** Document segment **

>>>>

Experts are still learning more about how long vaccines protect against COVID-19 in real-world conditions. CDC will keep the public informed as new evidence becomes available.

Translation: Shut up and take the shot or we’ll make sure you never work again.

I had COVID-19 in November and still have robust antibodies, according to a recent blood draw. Why on earth would I want or need a vaccine to protect me from a virus for which I now have natural immunity? We don’t do this for any other immunizations and yet we’re all practically being frog-marched to vaccine centers to take one for the team or something. And with the specter of vaccine passports threatening to prohibit the unvaccinated from doing virtually anything outside of their own homes, it’s going to be nearly impossible to refuse the jab.

Related: There’s No Stopping Vaccine Passports. Here’s Why.

More CDC stupidity:

Do I need to wear a mask and avoid close contact with others if I’ve gotten two doses of the vaccine?

It depends. For now, fully vaccinated people can gather indoors without physical distancing or wearing masks with:

Until more is known, fully vaccinated people should continue to wear masks and stay 6 feet apart from other people in other settings, like when they are in public or visiting with unvaccinated people from multiple households.

<<<<

** Try it **
Copy everything in the COVID-19 vaccine text from "Until more is" down to "from multiple households.", keeping every word and mark the same. These lines have nothing to do with the COVID-19 vaccine text.

Plain-language descriptions of regions

>>>>

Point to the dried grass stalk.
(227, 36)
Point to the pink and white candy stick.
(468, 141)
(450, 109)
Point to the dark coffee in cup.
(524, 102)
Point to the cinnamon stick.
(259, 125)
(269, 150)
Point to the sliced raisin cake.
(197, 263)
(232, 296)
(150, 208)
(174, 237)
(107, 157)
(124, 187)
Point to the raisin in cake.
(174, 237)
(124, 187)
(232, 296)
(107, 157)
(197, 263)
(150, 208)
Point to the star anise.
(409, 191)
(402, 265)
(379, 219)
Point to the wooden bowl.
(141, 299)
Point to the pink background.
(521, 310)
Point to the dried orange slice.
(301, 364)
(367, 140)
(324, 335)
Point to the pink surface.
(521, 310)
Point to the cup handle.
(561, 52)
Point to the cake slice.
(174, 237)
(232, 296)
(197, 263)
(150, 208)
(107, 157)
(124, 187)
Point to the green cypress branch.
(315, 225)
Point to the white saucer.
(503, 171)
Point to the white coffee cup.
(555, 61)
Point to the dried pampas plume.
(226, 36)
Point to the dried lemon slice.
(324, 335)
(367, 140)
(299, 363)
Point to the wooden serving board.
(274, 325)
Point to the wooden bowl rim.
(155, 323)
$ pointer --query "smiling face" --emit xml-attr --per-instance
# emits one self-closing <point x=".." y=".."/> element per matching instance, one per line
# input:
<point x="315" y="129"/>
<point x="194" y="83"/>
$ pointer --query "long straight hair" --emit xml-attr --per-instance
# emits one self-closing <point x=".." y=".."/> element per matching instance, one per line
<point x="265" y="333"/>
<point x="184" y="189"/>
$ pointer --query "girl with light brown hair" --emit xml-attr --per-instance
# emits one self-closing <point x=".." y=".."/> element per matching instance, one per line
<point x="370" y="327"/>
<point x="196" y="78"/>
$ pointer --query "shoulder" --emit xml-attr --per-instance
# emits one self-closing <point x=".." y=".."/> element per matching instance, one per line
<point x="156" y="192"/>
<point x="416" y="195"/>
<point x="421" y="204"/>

<<<<

** Reply **
Until more is known, fully vaccinated people should continue to wear masks and stay 6 feet apart from other people in other settings, like when they are in public or visiting with unvaccinated people from multiple households.